* _WHAT YOU SHOULD DO_:
Could you copy every line of the data that contains "query"?

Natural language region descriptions
▬▬▬
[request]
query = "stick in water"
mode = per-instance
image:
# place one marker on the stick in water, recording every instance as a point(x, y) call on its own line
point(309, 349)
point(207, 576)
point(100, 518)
▬▬▬
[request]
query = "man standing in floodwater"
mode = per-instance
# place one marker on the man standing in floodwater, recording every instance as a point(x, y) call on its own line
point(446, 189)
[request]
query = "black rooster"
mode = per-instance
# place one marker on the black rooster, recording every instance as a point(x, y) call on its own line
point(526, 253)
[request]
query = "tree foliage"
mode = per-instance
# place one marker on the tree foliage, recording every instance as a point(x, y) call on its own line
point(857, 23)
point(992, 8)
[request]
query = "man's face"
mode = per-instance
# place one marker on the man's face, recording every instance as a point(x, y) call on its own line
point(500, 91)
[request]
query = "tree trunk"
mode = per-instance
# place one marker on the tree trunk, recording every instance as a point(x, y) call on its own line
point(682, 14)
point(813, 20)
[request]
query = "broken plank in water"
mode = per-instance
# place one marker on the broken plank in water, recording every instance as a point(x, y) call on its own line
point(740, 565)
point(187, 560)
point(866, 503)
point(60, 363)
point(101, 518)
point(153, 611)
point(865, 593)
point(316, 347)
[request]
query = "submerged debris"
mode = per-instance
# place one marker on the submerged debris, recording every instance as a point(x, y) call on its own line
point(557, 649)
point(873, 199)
▬▬▬
* _YOUR SOLUTION_:
query = "stick in water"
query = "man standing in floodwater"
query = "black rooster"
query = "tree foliage"
query = "man's face"
query = "tree trunk"
query = "broken plank in water"
query = "submerged debris"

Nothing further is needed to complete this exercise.